• [Aim of the task]
When duplicating the records beneath this instruction, omit every picture and keep all else exact.

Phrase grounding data
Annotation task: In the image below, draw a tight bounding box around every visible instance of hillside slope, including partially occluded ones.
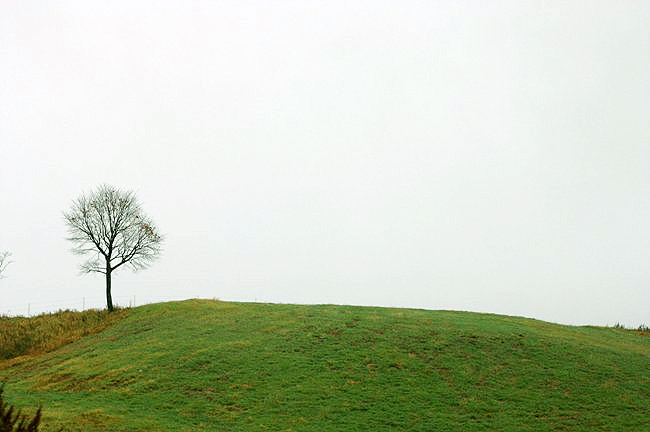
[1,299,649,431]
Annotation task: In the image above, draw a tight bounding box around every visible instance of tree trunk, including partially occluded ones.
[106,266,113,312]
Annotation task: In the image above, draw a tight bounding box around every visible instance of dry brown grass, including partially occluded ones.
[0,308,128,361]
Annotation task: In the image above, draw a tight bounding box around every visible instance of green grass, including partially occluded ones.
[1,299,649,431]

• [Solved problem]
Annotation task: In the image below, draw a tight bounding box around every visible instance of hillside slope, including partially occluded ones.
[1,299,649,431]
Annotation task: In the image above, draw a tight bounding box around every visible instance of tree trunk, including partially occluded ones.
[106,266,113,312]
Annotation task: In the image above, draw a tight bounding box around every visible instance of dry brown grass, including partially occluded ones.
[0,308,128,361]
Annotation task: In the image above, draw a tight bounding box around every visible instance of green grass, including partially occluded ones.
[1,299,649,431]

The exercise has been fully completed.